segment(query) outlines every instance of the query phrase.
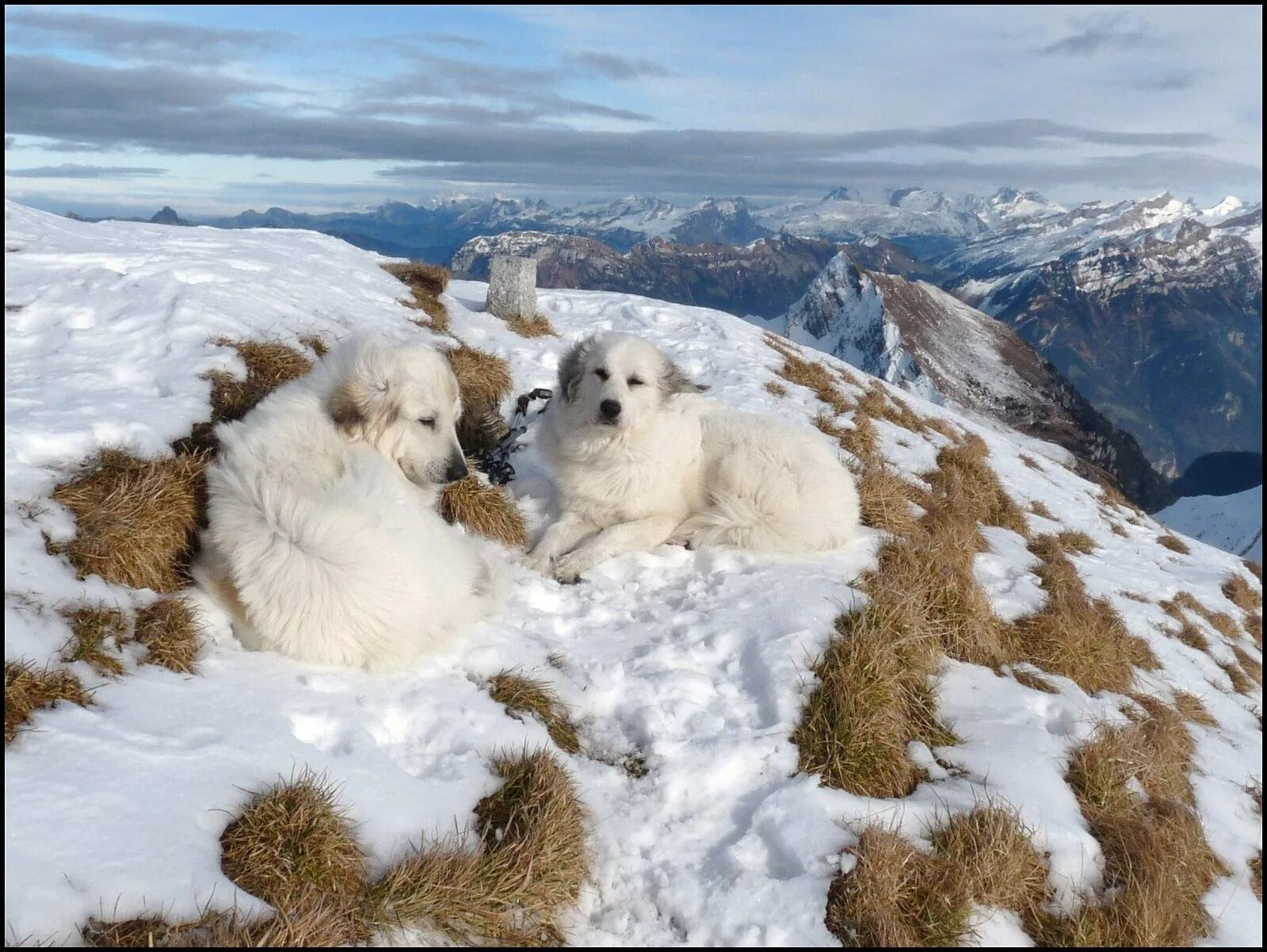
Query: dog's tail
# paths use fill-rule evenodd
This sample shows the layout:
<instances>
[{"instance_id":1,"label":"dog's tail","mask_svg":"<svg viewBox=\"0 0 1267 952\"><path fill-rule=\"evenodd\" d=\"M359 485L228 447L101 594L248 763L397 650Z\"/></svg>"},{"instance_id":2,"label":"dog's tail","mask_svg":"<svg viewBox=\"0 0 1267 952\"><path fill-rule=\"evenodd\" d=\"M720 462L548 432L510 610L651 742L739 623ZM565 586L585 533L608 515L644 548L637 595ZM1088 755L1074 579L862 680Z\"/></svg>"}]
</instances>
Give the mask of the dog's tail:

## Goal
Retype all of the data above line for line, leaving out the pictures.

## Exercise answer
segment(query) outlines every instance of the query phrase.
Query: dog's tail
# paths use fill-rule evenodd
This sample shows the layout:
<instances>
[{"instance_id":1,"label":"dog's tail","mask_svg":"<svg viewBox=\"0 0 1267 952\"><path fill-rule=\"evenodd\" d=\"M359 485L228 447L101 594L248 763L397 650Z\"/></svg>"},{"instance_id":2,"label":"dog's tail","mask_svg":"<svg viewBox=\"0 0 1267 952\"><path fill-rule=\"evenodd\" d=\"M720 462L548 432L510 610L651 742L739 623ZM565 586L585 533L608 515L644 548L637 595ZM1088 755L1074 579L862 680Z\"/></svg>"}]
</instances>
Give the mask of the dog's tail:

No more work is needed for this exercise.